───── Data section
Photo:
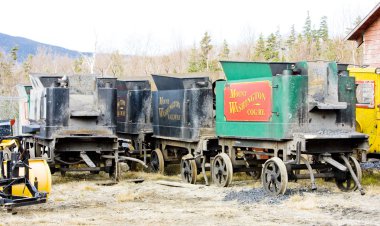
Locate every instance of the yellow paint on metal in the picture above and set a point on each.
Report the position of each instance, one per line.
(40, 171)
(368, 117)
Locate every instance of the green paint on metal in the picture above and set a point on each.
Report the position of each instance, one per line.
(245, 70)
(288, 105)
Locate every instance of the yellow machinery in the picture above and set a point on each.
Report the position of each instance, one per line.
(23, 181)
(368, 105)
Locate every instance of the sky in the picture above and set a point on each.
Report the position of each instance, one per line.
(160, 26)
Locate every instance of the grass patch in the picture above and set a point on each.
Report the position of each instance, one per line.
(125, 197)
(371, 177)
(90, 188)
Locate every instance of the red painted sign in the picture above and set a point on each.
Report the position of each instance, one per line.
(248, 101)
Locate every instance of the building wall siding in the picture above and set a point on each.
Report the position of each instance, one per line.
(371, 54)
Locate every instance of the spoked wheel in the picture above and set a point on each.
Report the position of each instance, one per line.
(157, 161)
(274, 176)
(347, 183)
(188, 169)
(222, 170)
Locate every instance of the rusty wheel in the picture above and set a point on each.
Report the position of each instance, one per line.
(222, 170)
(347, 183)
(188, 169)
(157, 161)
(274, 176)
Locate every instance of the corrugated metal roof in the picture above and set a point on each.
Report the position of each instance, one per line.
(364, 24)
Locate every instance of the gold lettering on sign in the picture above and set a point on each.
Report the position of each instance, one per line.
(121, 109)
(236, 107)
(164, 112)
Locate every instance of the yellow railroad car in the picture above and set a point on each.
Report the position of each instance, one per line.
(368, 106)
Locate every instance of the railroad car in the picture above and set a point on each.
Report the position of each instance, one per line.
(183, 124)
(367, 106)
(134, 118)
(285, 118)
(72, 122)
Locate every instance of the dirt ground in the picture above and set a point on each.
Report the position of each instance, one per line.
(85, 200)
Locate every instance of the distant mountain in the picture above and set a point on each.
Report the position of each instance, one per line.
(29, 47)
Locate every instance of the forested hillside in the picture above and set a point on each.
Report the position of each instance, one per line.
(313, 42)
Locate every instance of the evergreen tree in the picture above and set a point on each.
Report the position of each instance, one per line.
(323, 29)
(14, 51)
(78, 65)
(225, 51)
(307, 32)
(193, 61)
(205, 50)
(292, 37)
(117, 67)
(27, 65)
(271, 52)
(260, 48)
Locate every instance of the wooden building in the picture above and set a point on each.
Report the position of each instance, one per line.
(367, 33)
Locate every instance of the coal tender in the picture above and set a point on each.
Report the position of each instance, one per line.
(183, 124)
(134, 118)
(72, 123)
(288, 121)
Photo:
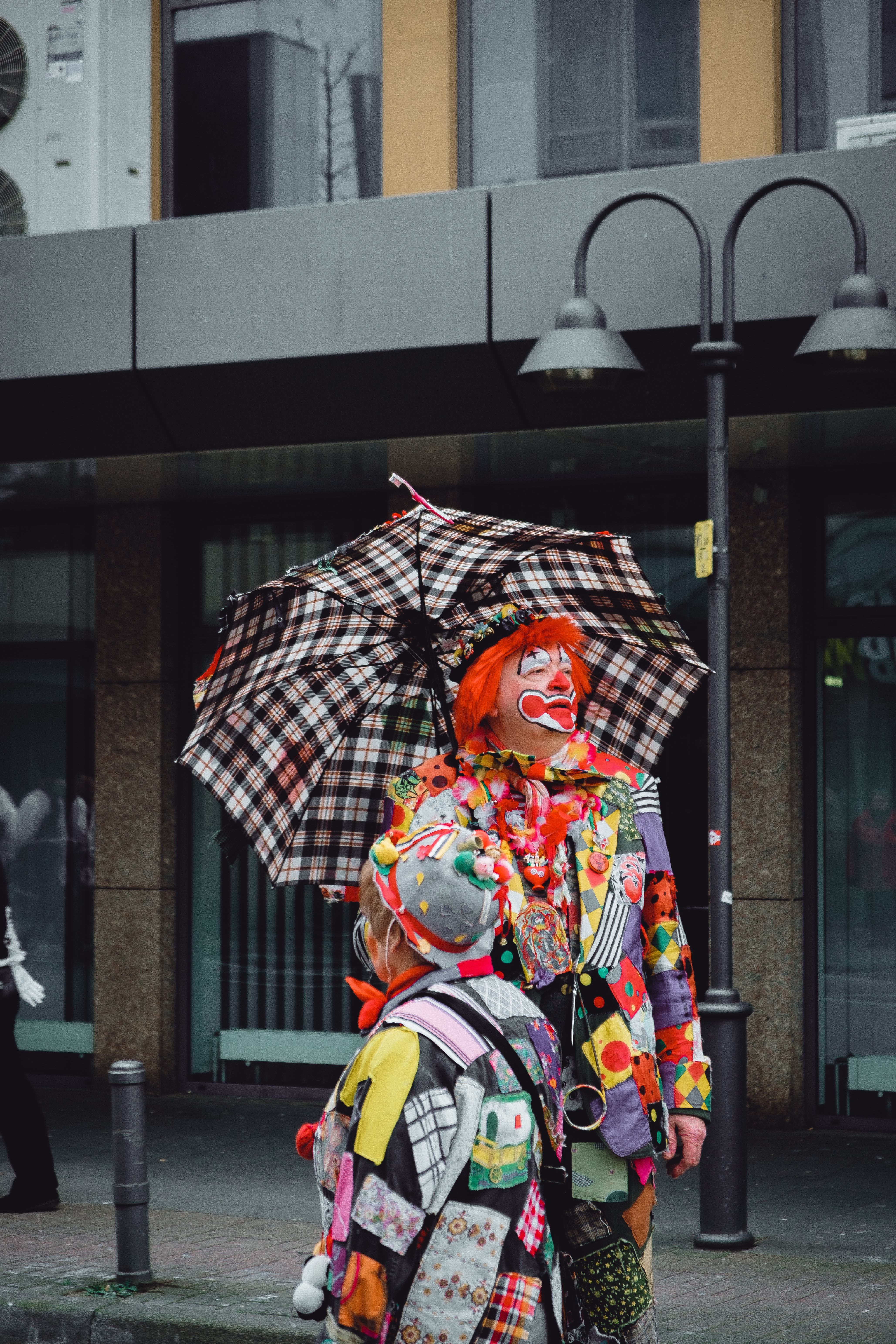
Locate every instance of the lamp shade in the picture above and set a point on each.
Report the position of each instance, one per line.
(581, 355)
(859, 331)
──────────
■ **Your goal**
In the copy, include all records verbatim but no images.

■ **Result below**
Photo:
Locate every instance of the yellow paint on metal in the picture above and set a point on each.
Report the position of each instance, one per line.
(40, 171)
(368, 117)
Locate every instance of the green paint on metal in the picture above and set a point on each.
Report the position of each instance, one per line.
(245, 70)
(288, 105)
Locate every instance of the yellow machinery in the picture above and set a point on each.
Report the position of each instance, one per line.
(23, 181)
(368, 105)
Locate every instance of the sky in the picture above and set a point on each.
Report the position of each instance, one per line.
(160, 26)
Locate every instance of the grass patch in the picture above and set a point on each.
Report the position of each instance, one per line.
(125, 197)
(371, 177)
(90, 188)
Locate every instance of the red painted sign in the picture above and set a point on each.
Report the position of each instance, one per line.
(248, 101)
Locate every instance of the building wall siding in the picture above and set a point on each.
Report the position of each instance, one per line.
(371, 54)
Locate every instance of the spoked wheel in the picture above and set a point on each.
Report the position of each instance, one per line.
(157, 161)
(274, 176)
(347, 183)
(188, 169)
(222, 170)
Locate every instance of the rusty wheel in the picture above and set a point on each.
Report the position of each instance, one per line.
(222, 170)
(347, 183)
(188, 169)
(157, 161)
(274, 176)
Locate every instance of the corrugated metal roof in the picture above and set a point on each.
Report the position of each instance, one per line.
(364, 24)
Locate every instance of the gold lettering on sign in the picture above and set a point on each.
Report the position of each instance, one per line.
(121, 109)
(236, 107)
(164, 112)
Locate every instance of the yellow railroad car in the picture above and set a point on each.
Report the position of each instance, one per line.
(368, 106)
Locate every instance of the railroad car in the picture above and set a point on each.
Report the position of each instance, one per line.
(183, 124)
(367, 106)
(134, 118)
(285, 118)
(72, 122)
Locate every instance of the dirt ground in the picture above and set a point on each.
Report the position of each instance, one per line.
(85, 200)
Locate every instance of the distant mountain in the picture above and set a point on each.
Report the position of each instance, one per line.
(29, 47)
Locate every instance of the forested hillside in the picture above and set a point on each.
Report the position of each instance, one per line.
(313, 42)
Locate every instance of the evergreen tree in the picture above and set a point on each.
Report the position of each instance, one per line.
(323, 29)
(14, 51)
(78, 65)
(225, 51)
(307, 32)
(193, 61)
(205, 50)
(292, 37)
(117, 67)
(27, 65)
(271, 52)
(260, 48)
Locate every instance of the wooden building in the picture above and set a point on each.
Report the position of each instance, one per line.
(367, 33)
Locate every instance of the coal tender in the picture above and set a point on each.
Report the position of each instance, one per line.
(183, 124)
(134, 118)
(72, 123)
(288, 121)
Photo:
Locate every instance of the lamp shade in the picture above and set a point on each.
Report the position of each instance, one per line.
(581, 355)
(859, 331)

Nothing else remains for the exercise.